▶ [The task]: Please report each line in the material below that includes "fillet".

▶ [Data section]:
____

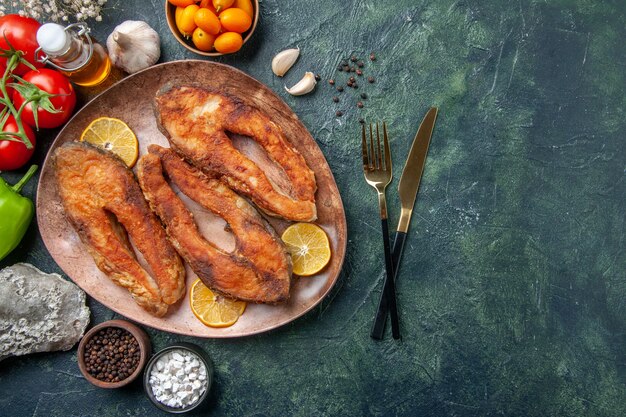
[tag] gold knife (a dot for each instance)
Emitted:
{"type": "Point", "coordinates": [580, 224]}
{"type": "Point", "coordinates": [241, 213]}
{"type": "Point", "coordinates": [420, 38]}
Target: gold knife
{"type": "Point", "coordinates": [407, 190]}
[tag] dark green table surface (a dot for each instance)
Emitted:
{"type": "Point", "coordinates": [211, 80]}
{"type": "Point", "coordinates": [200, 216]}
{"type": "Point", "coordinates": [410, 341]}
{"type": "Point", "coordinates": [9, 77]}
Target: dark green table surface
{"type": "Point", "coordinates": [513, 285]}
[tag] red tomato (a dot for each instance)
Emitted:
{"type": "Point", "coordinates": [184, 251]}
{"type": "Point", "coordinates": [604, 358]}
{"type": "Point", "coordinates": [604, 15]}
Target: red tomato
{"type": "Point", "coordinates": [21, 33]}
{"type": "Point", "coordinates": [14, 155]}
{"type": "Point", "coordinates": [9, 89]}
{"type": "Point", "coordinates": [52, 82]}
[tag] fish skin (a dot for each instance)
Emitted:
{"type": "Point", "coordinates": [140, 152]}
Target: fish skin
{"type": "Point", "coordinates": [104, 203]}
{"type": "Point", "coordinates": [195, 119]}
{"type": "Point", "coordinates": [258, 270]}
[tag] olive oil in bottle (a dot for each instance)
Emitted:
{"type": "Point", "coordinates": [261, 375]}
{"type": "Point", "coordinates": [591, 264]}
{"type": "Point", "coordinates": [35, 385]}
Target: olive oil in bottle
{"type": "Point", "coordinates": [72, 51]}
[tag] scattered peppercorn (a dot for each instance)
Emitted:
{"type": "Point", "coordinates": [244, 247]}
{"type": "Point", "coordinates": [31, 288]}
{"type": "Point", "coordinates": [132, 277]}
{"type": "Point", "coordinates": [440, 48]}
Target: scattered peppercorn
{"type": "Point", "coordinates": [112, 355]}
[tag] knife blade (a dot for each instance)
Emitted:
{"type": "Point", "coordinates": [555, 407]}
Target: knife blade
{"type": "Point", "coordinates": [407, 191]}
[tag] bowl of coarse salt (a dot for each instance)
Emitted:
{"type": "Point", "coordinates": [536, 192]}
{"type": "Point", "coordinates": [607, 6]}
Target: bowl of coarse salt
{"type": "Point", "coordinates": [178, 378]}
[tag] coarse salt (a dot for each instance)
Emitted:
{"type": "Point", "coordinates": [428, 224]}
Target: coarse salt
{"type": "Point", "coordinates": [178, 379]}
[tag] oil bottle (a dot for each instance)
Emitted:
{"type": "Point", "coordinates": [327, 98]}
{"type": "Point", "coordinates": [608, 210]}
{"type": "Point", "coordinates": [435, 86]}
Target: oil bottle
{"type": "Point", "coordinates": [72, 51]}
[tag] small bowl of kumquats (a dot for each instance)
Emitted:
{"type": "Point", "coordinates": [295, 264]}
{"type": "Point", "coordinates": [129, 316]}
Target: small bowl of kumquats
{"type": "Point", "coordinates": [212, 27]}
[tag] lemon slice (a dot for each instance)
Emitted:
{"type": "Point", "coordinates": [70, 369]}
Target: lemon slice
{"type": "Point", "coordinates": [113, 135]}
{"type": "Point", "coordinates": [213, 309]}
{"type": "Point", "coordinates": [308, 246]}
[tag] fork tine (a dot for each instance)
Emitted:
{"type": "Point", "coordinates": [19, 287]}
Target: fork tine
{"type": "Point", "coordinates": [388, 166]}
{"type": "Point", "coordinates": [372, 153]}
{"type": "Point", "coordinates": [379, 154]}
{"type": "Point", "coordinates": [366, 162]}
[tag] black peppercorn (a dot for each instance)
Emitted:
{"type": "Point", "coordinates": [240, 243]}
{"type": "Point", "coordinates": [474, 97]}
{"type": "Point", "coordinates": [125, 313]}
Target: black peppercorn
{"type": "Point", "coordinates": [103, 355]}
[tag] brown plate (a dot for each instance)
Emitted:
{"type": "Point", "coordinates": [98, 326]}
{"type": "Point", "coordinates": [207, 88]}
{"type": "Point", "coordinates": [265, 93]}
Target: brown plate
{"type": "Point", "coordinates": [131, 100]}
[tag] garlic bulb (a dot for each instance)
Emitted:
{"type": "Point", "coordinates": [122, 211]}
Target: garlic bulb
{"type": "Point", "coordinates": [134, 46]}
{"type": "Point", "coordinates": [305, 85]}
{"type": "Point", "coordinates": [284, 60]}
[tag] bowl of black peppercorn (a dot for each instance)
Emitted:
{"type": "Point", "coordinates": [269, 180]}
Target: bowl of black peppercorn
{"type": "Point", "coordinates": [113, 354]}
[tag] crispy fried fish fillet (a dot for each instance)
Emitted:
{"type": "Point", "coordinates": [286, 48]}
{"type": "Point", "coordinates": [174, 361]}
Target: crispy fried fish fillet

____

▶ [Problem solution]:
[tag] crispy fried fish fillet (a dot for each instance)
Target: crispy fried fish fillet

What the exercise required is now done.